━━━━━ Recorded information
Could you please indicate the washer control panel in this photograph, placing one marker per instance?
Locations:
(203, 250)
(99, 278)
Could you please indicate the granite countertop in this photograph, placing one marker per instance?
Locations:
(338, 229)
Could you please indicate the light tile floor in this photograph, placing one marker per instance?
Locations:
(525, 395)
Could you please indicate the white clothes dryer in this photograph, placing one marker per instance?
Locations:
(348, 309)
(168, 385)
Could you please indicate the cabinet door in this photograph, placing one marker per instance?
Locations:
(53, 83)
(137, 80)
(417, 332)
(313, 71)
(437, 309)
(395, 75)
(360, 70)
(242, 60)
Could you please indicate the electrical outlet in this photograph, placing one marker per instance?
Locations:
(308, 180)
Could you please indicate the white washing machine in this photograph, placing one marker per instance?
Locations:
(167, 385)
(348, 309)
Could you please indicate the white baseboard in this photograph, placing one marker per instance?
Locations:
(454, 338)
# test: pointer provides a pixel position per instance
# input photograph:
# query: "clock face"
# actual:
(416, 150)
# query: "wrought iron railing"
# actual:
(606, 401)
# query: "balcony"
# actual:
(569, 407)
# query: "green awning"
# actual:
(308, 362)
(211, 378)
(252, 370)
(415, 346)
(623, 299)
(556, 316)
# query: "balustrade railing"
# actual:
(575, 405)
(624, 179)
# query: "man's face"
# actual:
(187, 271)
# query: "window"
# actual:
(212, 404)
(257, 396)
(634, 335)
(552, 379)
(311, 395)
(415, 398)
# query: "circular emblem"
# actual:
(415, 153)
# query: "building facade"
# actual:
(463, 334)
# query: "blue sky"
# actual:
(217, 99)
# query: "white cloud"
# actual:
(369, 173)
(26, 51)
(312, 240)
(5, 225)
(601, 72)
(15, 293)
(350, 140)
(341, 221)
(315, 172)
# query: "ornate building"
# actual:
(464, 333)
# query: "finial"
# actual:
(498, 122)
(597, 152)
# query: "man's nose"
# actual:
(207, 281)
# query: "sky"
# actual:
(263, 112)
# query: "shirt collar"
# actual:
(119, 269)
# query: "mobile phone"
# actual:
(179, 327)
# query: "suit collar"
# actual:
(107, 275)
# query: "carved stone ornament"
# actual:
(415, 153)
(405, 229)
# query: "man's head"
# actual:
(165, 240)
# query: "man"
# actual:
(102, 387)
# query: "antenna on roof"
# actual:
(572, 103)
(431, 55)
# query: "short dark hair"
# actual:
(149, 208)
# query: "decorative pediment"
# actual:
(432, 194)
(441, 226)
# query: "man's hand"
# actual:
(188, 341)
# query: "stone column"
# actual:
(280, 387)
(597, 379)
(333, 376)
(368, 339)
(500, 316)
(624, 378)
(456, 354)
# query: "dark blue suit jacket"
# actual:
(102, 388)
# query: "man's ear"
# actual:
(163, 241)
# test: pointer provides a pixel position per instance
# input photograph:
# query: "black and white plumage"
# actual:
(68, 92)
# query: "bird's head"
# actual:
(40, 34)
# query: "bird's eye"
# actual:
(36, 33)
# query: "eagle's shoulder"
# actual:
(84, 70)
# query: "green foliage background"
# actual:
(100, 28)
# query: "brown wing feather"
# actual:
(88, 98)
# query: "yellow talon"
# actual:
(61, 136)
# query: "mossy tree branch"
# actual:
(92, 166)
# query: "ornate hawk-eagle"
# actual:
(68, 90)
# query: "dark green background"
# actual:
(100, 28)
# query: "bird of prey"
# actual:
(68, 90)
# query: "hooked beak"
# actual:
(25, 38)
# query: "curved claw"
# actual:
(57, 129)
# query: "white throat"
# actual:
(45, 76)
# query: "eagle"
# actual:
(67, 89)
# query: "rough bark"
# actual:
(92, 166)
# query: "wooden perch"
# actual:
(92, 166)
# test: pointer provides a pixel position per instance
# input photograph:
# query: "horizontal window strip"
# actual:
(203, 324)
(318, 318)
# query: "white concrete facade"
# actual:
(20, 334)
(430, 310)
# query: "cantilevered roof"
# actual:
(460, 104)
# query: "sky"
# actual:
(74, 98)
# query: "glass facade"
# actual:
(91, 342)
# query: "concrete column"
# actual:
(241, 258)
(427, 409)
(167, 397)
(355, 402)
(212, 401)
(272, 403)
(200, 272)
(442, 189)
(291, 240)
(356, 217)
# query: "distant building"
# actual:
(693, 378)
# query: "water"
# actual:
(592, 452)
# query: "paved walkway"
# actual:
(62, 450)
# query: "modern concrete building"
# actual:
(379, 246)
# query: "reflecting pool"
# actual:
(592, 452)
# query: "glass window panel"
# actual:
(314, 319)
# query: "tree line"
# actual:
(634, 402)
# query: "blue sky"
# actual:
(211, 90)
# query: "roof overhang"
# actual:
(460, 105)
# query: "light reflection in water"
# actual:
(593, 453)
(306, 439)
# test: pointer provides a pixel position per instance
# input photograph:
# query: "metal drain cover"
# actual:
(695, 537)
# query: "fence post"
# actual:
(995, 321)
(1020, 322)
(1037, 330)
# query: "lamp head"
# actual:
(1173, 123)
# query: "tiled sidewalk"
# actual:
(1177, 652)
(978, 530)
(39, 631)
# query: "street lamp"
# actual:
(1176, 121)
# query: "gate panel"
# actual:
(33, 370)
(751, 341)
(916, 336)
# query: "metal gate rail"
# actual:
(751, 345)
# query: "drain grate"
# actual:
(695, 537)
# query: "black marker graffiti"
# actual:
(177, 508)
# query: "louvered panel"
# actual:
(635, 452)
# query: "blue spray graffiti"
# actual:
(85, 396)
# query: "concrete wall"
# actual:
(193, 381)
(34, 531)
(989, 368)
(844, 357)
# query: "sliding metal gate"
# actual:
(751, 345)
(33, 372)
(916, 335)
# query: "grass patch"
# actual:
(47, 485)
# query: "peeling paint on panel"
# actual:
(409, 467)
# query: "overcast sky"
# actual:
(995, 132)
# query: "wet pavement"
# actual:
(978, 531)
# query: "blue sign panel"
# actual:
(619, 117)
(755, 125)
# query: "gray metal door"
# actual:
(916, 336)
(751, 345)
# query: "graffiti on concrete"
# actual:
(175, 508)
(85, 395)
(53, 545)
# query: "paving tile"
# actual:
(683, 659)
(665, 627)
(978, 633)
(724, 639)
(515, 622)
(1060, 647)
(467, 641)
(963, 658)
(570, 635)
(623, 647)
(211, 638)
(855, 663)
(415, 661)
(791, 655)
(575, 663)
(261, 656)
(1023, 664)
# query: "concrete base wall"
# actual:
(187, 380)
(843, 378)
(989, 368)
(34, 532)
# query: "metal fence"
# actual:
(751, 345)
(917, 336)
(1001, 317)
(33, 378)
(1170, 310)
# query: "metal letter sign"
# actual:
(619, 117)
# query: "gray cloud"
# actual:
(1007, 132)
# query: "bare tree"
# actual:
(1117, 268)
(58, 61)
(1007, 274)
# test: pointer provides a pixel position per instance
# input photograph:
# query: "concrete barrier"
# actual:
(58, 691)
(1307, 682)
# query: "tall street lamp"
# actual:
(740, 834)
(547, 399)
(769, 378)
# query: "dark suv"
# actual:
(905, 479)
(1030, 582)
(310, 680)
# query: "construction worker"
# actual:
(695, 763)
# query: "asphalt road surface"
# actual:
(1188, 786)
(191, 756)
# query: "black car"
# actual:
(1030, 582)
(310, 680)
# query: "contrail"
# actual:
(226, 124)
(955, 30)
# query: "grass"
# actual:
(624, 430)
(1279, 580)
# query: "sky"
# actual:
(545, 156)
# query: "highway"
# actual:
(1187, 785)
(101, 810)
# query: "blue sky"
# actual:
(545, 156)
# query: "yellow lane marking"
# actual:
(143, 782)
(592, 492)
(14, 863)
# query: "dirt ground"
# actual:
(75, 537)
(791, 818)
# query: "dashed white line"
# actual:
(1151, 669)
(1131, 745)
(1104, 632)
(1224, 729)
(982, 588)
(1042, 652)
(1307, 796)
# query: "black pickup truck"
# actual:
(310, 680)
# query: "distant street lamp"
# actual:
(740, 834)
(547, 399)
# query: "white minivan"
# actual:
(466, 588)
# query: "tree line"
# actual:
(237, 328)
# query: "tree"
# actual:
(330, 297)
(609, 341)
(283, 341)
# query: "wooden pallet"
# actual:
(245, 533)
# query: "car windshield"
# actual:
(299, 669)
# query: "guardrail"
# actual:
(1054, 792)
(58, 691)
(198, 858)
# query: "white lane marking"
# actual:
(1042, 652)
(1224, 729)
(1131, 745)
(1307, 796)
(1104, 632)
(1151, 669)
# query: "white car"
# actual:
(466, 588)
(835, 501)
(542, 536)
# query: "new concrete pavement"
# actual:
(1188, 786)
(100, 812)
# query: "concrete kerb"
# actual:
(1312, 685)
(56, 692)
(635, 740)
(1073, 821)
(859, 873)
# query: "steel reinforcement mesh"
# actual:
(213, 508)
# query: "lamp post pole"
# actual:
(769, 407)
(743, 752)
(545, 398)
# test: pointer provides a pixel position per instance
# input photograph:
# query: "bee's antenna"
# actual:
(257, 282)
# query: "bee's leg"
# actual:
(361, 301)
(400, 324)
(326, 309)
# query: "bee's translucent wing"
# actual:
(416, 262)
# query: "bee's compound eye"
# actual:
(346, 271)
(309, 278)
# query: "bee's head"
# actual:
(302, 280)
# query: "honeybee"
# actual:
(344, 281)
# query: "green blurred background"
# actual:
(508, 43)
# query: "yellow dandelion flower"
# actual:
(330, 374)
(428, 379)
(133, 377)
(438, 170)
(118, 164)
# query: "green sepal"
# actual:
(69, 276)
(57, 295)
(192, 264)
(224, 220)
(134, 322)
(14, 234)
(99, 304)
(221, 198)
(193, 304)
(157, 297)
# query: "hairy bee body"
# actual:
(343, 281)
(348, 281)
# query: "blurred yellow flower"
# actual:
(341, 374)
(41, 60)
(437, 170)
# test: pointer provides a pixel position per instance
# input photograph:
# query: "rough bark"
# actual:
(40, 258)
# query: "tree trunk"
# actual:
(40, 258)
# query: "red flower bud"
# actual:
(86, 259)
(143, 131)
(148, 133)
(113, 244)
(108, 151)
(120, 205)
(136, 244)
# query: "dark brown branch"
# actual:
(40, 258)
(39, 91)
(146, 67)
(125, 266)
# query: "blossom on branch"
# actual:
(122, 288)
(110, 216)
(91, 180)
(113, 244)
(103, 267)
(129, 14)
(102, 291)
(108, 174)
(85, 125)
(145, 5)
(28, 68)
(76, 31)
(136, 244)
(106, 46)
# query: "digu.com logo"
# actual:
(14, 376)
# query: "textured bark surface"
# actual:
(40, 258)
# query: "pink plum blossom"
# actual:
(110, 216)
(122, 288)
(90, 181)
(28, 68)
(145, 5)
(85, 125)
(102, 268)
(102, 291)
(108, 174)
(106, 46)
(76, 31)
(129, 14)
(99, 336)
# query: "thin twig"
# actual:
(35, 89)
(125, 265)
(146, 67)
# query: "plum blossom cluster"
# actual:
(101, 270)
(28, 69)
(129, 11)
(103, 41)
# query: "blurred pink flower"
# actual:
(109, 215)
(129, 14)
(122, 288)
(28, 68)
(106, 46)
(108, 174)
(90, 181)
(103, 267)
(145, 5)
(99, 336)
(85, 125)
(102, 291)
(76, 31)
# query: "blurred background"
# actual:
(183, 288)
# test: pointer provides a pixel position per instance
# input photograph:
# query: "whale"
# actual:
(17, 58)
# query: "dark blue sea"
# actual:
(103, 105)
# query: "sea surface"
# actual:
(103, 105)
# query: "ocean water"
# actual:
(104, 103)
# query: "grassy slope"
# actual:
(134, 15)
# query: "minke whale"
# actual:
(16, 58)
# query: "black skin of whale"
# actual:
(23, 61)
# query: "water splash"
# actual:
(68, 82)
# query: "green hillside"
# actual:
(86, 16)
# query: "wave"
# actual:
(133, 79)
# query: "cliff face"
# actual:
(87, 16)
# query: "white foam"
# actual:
━━━━━━━━━━
» What to work on
Return only the number of lines in the data above that hold the word "surface".

» Task response
3